- _Problems and tasks_
- a) Reproduce the part of the study execution excerpt from "Executing the study" to "for the study.".
- b) In the study execution excerpt, what value does the CohortContrast call assign to prevalenceCutOff?

- _Excerpt provided_
==================================================

Skip to contents

Executing the study

Now as we have initiated database connection and created the targetTable as well as the cohortTable we are ready to initiate the execution function for the study.

# Execute

data = CohortContrast::CohortContrast(
  targetTable = targetTable,
  controlTable = controlTable,
  pathToResults = getwd(),
  domainsIncluded = c(
    "Visit detail"
  prevalenceCutOff = 2.5,
  topK = FALSE, # Number of features to export
  presenceFilter = 0.2, # 0-1, percentage of people who must have the chosen feature present
  complementaryMappingTable = FALSE, # A table for manual concept_id and concept_name mapping (merge)
  getSourceData = FALSE, # If true will generate summaries with source data as well
  runZTests = TRUE,
  runLogitTests = FALSE,
  createOutputFiles = TRUE,
  safeRun = FALSE,
  complName = "CohortContrastStudy")

==================================================

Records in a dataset
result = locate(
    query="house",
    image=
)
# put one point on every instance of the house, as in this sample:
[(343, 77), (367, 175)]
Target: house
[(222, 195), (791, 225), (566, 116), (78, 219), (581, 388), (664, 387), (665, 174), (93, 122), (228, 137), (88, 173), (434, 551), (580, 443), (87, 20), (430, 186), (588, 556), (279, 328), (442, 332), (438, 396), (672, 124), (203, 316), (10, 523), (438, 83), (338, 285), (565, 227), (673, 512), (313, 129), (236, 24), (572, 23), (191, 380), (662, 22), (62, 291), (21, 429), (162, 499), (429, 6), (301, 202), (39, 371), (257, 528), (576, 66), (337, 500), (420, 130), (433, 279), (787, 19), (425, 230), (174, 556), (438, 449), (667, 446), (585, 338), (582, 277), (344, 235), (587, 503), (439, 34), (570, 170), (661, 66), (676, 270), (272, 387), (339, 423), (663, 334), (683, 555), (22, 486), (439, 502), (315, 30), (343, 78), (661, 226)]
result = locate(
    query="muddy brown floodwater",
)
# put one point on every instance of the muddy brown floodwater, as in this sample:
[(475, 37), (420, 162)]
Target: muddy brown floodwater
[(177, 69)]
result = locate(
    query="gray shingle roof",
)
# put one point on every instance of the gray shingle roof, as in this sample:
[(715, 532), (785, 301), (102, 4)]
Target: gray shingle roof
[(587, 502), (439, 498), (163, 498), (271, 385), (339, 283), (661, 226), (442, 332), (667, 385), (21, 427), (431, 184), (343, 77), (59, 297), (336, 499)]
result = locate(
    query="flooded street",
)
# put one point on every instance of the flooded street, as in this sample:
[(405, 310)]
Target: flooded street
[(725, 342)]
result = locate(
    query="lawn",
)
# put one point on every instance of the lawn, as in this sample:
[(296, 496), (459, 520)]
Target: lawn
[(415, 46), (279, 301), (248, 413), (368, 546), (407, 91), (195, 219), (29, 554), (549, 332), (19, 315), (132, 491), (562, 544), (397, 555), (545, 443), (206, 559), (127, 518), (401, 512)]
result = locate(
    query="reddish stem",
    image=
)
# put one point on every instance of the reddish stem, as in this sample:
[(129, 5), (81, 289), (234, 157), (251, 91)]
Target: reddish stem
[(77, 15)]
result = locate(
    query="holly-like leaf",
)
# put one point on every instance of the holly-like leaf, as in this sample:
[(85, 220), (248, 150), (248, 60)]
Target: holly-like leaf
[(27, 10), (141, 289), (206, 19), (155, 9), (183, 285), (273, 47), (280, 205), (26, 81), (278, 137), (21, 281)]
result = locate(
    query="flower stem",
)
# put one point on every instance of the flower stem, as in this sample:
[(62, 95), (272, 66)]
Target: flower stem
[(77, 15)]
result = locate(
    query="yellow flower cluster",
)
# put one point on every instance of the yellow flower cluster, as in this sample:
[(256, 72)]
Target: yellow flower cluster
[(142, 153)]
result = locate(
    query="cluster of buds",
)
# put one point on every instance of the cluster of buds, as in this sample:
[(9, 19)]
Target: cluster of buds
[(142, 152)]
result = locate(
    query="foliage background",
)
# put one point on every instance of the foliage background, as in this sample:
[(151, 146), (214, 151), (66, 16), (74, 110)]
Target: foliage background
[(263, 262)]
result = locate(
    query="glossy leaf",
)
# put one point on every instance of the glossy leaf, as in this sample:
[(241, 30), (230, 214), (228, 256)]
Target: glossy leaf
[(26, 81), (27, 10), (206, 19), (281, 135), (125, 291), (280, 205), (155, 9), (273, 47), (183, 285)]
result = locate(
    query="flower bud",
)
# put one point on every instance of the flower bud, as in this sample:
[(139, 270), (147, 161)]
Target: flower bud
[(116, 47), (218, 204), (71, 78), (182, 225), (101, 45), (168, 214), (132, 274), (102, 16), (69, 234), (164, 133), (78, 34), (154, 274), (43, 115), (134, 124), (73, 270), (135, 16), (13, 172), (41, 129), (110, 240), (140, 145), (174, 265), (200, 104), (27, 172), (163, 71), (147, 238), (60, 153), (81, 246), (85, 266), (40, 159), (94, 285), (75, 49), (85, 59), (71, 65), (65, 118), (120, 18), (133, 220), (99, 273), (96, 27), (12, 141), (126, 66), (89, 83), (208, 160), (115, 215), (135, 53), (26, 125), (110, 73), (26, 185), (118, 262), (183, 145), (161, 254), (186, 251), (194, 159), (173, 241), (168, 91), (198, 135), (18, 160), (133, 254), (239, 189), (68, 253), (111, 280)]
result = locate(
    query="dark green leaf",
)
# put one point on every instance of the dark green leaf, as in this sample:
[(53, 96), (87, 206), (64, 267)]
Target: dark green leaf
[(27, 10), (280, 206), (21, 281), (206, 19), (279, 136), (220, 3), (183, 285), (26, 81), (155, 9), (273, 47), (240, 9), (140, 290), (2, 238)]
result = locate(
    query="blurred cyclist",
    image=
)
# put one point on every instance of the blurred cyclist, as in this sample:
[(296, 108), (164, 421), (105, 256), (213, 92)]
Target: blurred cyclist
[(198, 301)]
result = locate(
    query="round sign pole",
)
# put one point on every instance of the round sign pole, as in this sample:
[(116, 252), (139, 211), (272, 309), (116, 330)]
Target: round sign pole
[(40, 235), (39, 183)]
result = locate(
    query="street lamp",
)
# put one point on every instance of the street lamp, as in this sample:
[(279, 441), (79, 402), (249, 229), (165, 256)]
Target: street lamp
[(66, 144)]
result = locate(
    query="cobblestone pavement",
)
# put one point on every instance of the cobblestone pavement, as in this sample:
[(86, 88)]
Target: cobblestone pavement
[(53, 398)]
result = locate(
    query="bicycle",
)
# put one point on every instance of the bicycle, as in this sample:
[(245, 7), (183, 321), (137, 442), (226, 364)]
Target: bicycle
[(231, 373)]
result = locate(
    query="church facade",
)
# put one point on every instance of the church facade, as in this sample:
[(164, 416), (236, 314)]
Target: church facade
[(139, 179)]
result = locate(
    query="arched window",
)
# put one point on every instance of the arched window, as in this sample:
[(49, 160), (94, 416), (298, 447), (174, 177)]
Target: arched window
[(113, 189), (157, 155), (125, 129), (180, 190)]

==================================================

- _Solutions below_
- a)
Executing the study

Now as we have initiated database connection and created the targetTable as well as the cohortTable we are ready to initiate the execution function for the study.

- b) 2.5